» Set task:
Tally the lines in the records below that contain the string "girl", with case counting, and reply with that number alone.

━━━ Task material

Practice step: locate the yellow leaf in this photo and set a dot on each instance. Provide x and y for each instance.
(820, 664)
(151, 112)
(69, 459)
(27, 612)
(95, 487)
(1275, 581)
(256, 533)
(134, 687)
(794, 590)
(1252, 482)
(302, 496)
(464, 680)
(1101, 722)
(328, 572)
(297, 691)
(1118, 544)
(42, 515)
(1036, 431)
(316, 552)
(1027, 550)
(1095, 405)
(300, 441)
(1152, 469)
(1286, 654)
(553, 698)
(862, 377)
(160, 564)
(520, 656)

━━━━━━
━━━ Task material

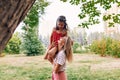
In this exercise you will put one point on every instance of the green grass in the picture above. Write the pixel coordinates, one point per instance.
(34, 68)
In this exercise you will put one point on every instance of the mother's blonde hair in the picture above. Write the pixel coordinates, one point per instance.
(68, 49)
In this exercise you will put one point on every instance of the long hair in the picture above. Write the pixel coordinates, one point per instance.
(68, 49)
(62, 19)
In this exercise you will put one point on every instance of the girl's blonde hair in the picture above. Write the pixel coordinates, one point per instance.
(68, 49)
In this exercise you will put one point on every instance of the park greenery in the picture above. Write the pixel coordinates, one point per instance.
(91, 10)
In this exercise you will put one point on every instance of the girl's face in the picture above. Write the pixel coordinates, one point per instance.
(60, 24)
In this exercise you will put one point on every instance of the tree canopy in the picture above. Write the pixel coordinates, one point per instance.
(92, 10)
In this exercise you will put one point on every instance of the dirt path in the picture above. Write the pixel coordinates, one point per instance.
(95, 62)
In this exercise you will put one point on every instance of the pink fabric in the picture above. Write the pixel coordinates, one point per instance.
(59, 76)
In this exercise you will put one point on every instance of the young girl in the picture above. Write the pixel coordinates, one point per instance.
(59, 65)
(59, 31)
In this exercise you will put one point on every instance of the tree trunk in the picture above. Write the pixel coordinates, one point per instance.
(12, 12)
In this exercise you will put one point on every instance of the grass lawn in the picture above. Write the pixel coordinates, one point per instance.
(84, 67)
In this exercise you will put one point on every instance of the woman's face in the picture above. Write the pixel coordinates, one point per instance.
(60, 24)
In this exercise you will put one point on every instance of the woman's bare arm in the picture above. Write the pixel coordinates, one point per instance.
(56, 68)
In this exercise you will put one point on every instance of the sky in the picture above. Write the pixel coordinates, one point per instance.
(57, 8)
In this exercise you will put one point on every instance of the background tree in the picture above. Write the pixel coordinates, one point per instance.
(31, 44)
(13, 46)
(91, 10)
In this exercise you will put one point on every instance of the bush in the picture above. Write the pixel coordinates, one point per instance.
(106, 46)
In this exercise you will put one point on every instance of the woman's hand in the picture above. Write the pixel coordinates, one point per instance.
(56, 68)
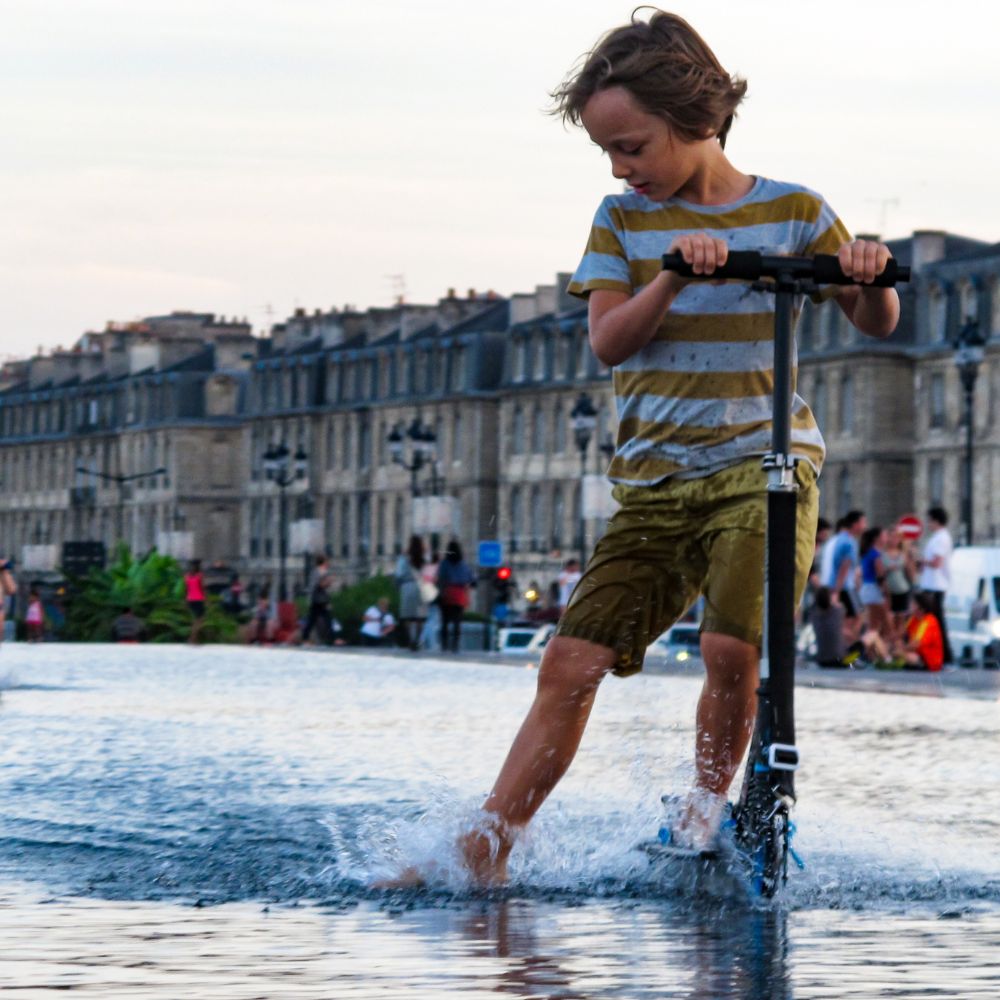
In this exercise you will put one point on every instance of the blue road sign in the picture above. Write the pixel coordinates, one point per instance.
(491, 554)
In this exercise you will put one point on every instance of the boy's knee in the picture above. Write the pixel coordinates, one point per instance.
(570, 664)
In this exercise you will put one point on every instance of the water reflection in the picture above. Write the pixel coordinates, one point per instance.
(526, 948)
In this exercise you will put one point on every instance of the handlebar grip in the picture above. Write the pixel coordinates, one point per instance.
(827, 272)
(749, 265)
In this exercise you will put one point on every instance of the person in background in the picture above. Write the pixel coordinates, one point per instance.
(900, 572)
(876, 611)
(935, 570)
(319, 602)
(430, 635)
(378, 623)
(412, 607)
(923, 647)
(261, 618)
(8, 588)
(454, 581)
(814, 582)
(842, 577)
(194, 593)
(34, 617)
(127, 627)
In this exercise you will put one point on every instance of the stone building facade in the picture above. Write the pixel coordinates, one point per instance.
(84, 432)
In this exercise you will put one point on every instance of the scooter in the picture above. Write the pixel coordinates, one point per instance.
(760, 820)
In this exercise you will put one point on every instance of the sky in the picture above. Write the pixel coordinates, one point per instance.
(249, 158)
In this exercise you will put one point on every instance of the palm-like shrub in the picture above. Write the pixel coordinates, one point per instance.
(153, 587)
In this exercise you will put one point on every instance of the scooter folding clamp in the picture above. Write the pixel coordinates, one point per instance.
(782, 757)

━━━━━━

» Response to this exercise:
3